▶ **Instruction**: Copy every one of the records below line for line, changing nothing.

▶ **Input rows**:
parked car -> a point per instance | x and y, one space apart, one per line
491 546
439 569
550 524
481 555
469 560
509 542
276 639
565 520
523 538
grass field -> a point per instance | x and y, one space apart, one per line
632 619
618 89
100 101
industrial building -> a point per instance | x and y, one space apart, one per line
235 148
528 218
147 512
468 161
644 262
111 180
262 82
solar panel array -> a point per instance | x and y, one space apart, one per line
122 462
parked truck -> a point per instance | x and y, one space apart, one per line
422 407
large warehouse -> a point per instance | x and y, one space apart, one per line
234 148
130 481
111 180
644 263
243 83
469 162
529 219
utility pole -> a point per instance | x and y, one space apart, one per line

▶ **The output**:
parked car -> a point per instance | x and y, one space apart, one per line
491 546
439 569
550 524
481 555
469 560
509 542
276 639
565 520
523 538
grass field -> a point per instance | x and y, one space apart, one per line
632 619
618 89
100 101
industrial building -> a point per instance | x and y, one space apart, one per line
235 148
528 218
147 512
468 161
644 262
111 180
262 82
solar panel array -> a point per instance | x and y, one space apart, one per line
122 462
parked truck -> a point per instance | x and y, one space apart, one per line
422 407
large warehouse -> a point per instance | x and y, one space apart, one per line
234 148
130 481
111 180
644 263
243 83
469 162
529 219
utility pole -> a point per instance | x and y, one space apart, one per line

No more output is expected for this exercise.